**Action item:** In full and without edits, write out the data that follows.

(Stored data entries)
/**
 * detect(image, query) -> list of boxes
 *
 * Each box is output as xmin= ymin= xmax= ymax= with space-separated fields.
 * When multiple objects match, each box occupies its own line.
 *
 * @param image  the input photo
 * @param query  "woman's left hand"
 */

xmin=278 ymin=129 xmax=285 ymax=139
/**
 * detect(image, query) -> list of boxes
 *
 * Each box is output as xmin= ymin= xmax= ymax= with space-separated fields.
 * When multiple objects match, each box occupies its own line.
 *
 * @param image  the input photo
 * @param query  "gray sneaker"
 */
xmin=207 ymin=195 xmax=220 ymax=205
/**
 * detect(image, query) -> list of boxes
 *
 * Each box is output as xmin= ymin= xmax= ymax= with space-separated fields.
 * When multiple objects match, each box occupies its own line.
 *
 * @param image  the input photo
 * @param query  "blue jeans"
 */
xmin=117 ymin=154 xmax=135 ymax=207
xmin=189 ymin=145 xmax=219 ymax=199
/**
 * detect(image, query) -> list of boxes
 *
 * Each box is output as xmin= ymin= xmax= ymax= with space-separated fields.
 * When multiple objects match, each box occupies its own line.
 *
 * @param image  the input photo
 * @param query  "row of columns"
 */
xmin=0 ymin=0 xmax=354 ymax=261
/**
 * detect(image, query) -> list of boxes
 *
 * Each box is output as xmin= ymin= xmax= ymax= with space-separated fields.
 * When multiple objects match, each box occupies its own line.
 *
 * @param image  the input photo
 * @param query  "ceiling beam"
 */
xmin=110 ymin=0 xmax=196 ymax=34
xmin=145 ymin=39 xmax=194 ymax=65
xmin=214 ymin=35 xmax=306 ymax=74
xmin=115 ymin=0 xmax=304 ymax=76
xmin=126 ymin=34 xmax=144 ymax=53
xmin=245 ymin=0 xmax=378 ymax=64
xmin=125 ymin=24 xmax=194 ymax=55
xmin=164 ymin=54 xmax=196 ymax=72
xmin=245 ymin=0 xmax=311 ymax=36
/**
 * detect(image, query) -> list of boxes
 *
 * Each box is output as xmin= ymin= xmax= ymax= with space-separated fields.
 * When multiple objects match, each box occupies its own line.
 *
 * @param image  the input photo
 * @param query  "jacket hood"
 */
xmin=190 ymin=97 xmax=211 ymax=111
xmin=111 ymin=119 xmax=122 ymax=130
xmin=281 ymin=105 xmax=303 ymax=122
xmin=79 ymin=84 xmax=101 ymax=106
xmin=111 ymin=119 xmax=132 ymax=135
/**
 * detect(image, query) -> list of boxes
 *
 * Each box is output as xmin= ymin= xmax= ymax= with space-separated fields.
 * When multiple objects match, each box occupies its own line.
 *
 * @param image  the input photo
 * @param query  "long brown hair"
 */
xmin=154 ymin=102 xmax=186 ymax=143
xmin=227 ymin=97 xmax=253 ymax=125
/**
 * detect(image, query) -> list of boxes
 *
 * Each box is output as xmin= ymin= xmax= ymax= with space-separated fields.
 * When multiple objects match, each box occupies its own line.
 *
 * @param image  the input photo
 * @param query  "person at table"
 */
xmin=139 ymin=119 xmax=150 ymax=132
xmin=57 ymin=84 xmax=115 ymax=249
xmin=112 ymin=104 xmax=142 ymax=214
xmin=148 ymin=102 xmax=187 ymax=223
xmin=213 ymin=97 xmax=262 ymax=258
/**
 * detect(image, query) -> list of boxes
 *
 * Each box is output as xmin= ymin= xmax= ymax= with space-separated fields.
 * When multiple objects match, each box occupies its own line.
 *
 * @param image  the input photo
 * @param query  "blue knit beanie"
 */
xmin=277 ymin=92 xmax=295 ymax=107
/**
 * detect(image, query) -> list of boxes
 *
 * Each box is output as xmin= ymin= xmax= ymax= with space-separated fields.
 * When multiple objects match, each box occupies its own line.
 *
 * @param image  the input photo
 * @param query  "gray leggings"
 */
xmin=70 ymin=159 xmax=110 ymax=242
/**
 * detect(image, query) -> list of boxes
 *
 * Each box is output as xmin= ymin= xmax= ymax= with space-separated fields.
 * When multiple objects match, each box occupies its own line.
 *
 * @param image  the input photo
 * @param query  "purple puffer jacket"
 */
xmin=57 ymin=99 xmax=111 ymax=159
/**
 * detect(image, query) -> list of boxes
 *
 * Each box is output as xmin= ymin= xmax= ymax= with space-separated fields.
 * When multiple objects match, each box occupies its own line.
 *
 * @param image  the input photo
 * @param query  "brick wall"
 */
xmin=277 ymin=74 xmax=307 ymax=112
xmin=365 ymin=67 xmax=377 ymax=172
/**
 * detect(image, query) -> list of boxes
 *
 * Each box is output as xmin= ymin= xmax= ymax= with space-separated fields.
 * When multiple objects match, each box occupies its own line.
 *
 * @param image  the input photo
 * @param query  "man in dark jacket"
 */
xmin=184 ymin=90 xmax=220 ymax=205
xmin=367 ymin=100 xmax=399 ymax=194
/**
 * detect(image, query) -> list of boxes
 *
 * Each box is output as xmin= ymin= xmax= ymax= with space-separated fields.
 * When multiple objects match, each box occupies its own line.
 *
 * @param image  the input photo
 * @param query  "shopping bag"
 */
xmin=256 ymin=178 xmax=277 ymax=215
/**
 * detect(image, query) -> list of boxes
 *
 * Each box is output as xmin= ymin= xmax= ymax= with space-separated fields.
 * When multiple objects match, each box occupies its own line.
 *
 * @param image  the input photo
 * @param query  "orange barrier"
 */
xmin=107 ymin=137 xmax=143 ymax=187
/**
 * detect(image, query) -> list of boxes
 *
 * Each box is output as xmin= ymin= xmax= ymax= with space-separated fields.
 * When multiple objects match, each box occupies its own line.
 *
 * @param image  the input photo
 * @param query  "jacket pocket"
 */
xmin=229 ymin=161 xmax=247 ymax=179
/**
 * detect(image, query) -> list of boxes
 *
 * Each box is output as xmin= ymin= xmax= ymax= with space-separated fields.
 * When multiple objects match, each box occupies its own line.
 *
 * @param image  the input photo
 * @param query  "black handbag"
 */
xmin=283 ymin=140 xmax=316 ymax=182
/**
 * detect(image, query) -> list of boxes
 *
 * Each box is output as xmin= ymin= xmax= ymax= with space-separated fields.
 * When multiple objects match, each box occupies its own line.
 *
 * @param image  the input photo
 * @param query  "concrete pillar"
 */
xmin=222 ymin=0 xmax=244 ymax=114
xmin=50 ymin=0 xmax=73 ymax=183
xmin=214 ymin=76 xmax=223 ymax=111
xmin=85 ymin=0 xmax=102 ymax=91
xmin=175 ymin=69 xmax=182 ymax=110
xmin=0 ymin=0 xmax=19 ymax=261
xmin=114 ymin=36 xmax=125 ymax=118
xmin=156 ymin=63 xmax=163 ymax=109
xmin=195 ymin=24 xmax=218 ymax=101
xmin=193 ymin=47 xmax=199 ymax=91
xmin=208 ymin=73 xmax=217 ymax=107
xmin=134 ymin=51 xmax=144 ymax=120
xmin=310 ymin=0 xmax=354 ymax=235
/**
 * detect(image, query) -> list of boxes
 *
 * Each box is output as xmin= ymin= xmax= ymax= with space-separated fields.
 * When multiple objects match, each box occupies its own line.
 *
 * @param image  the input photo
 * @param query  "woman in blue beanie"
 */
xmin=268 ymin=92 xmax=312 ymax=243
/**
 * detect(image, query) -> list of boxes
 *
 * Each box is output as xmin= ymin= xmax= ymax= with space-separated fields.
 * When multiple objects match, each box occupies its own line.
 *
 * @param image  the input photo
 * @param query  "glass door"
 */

**Reply to the exercise:**
/**
 * detect(image, query) -> list of boxes
 *
 * Each box is output as xmin= ymin= xmax= ymax= with space-separated fields.
 * When multiple objects match, each box occupies its own line.
 *
 * @param image  the input photo
 * @param query  "woman's left hand"
 */

xmin=278 ymin=129 xmax=285 ymax=139
/**
 * detect(image, query) -> list of boxes
 *
 * Each box is output as xmin= ymin= xmax= ymax= with space-separated fields.
 * When multiple objects match, each box occupies its own line.
 *
 * @param image  the input photo
 * @param query  "gray sneaker"
 */
xmin=207 ymin=195 xmax=220 ymax=205
/**
 * detect(image, query) -> list of boxes
 *
 * Each box is output as xmin= ymin= xmax= ymax= with space-separated fields.
 * When multiple objects match, each box occupies its own line.
 *
 * @param image  the input photo
 * @param query  "blue jeans"
 */
xmin=117 ymin=154 xmax=135 ymax=207
xmin=189 ymin=145 xmax=219 ymax=199
/**
 * detect(image, query) -> list of boxes
 *
 * Each box is output as xmin= ymin= xmax= ymax= with space-separated fields.
 * When multiple objects match, each box occupies its own line.
 *
 * @param image  the input photo
 * @param query  "row of columns"
 */
xmin=0 ymin=0 xmax=354 ymax=261
/**
 * detect(image, query) -> list of boxes
 *
 * Each box is output as xmin= ymin= xmax= ymax= with space-separated fields.
 * When multiple objects match, each box occupies its own line.
 *
 * @param image  the input photo
 * @param query  "ceiling beam"
 */
xmin=110 ymin=0 xmax=196 ymax=34
xmin=145 ymin=39 xmax=194 ymax=65
xmin=214 ymin=35 xmax=306 ymax=74
xmin=115 ymin=0 xmax=304 ymax=76
xmin=126 ymin=34 xmax=144 ymax=53
xmin=245 ymin=0 xmax=378 ymax=64
xmin=125 ymin=24 xmax=194 ymax=55
xmin=164 ymin=54 xmax=196 ymax=72
xmin=245 ymin=0 xmax=311 ymax=36
/**
 * detect(image, query) -> list of boxes
 *
 * Each box is output as xmin= ymin= xmax= ymax= with space-separated fields.
 * When multiple objects match, each box occupies its own line.
 *
 * @param image  the input photo
 * @param query  "jacket hood"
 */
xmin=190 ymin=97 xmax=211 ymax=111
xmin=111 ymin=119 xmax=122 ymax=130
xmin=281 ymin=105 xmax=303 ymax=122
xmin=79 ymin=84 xmax=101 ymax=106
xmin=111 ymin=119 xmax=132 ymax=135
/**
 * detect(image, query) -> list of boxes
 *
 * Each box is output as xmin= ymin= xmax= ymax= with space-separated fields.
 * When multiple objects match, each box occupies its own line.
 *
 * @param image  the input photo
 * @param query  "long brown hair"
 */
xmin=154 ymin=102 xmax=186 ymax=143
xmin=227 ymin=97 xmax=253 ymax=125
/**
 * detect(image, query) -> list of boxes
 *
 * Each box is output as xmin= ymin= xmax= ymax= with space-separated fields.
 * When multiple objects match, each box occupies its own line.
 *
 * @param image  the input photo
 * @param query  "person at table"
 */
xmin=139 ymin=119 xmax=150 ymax=132
xmin=57 ymin=84 xmax=115 ymax=249
xmin=112 ymin=104 xmax=142 ymax=214
xmin=148 ymin=102 xmax=187 ymax=223
xmin=213 ymin=97 xmax=262 ymax=258
/**
 * detect(image, query) -> list of boxes
 *
 * Each box is output as xmin= ymin= xmax= ymax= with space-separated fields.
 * When multiple objects match, each box occupies its own line.
 *
 * @param image  the input photo
 * @param query  "blue knit beanie"
 */
xmin=277 ymin=92 xmax=295 ymax=107
/**
 * detect(image, query) -> list of boxes
 *
 * Each box is output as xmin= ymin= xmax= ymax= with space-separated fields.
 * When multiple objects match, each box occupies its own line.
 *
 * @param image  the input photo
 * @param query  "gray leggings"
 */
xmin=70 ymin=159 xmax=110 ymax=242
/**
 * detect(image, query) -> list of boxes
 *
 * Each box is output as xmin= ymin= xmax= ymax= with space-separated fields.
 * When multiple objects match, each box occupies its own line.
 *
 * @param image  the input photo
 * @param query  "purple puffer jacket"
 */
xmin=57 ymin=99 xmax=111 ymax=159
/**
 * detect(image, query) -> list of boxes
 *
 * Each box is output as xmin= ymin= xmax= ymax= with space-separated fields.
 * When multiple objects match, each box occupies its own line.
 *
 * @param image  the input photo
 * @param query  "brick wall"
 */
xmin=277 ymin=74 xmax=307 ymax=112
xmin=365 ymin=67 xmax=377 ymax=172
/**
 * detect(image, query) -> list of boxes
 *
 * Each box is output as xmin= ymin= xmax= ymax= with space-separated fields.
 * When multiple objects match, each box occupies its own line.
 *
 * @param image  the input photo
 * @param query  "man in dark jacket"
 */
xmin=184 ymin=90 xmax=220 ymax=205
xmin=367 ymin=100 xmax=399 ymax=194
/**
 * detect(image, query) -> list of boxes
 *
 * Each box is output as xmin= ymin= xmax= ymax= with space-separated fields.
 * When multiple objects match, each box occupies its own line.
 *
 * @param image  the input photo
 * @param query  "shopping bag"
 */
xmin=256 ymin=178 xmax=277 ymax=215
/**
 * detect(image, query) -> list of boxes
 *
 * Each box is output as xmin= ymin= xmax= ymax= with space-separated fields.
 * When multiple objects match, each box occupies its own line.
 *
 * @param image  the input photo
 * @param query  "orange barrier"
 */
xmin=107 ymin=137 xmax=143 ymax=187
/**
 * detect(image, query) -> list of boxes
 *
 * Each box is output as xmin= ymin= xmax= ymax= with space-separated fields.
 * When multiple objects match, each box occupies its own line.
 *
 * @param image  the input photo
 * @param query  "jacket pocket"
 */
xmin=229 ymin=161 xmax=247 ymax=179
/**
 * detect(image, query) -> list of boxes
 *
 * Each box is output as xmin= ymin= xmax= ymax= with space-separated fields.
 * When multiple objects match, each box occupies its own line.
 *
 * @param image  the input photo
 * @param query  "black handbag"
 */
xmin=283 ymin=140 xmax=316 ymax=182
/**
 * detect(image, query) -> list of boxes
 *
 * Each box is output as xmin= ymin= xmax= ymax= with space-separated fields.
 * When multiple objects match, each box occupies its own line.
 *
 * @param image  the input photo
 * @param query  "concrete pillar"
 */
xmin=222 ymin=0 xmax=244 ymax=114
xmin=50 ymin=0 xmax=73 ymax=183
xmin=214 ymin=76 xmax=223 ymax=111
xmin=85 ymin=0 xmax=102 ymax=91
xmin=175 ymin=69 xmax=182 ymax=110
xmin=0 ymin=0 xmax=19 ymax=261
xmin=114 ymin=36 xmax=125 ymax=118
xmin=156 ymin=63 xmax=163 ymax=109
xmin=195 ymin=24 xmax=218 ymax=101
xmin=193 ymin=47 xmax=199 ymax=91
xmin=208 ymin=73 xmax=217 ymax=107
xmin=134 ymin=51 xmax=144 ymax=120
xmin=310 ymin=0 xmax=354 ymax=235
/**
 * detect(image, query) -> list of boxes
 *
 * Each box is output as xmin= ymin= xmax= ymax= with space-separated fields.
 * When multiple objects match, each box occupies its own line.
 *
 * @param image  the input photo
 * @param query  "woman in blue beanie"
 */
xmin=268 ymin=92 xmax=312 ymax=243
/**
 * detect(image, query) -> list of boxes
 *
 * Each box is output as xmin= ymin= xmax= ymax= with space-separated fields.
 * When multiple objects match, each box occupies its own line.
 *
 * @param image  the input photo
 * @param query  "glass door"
 */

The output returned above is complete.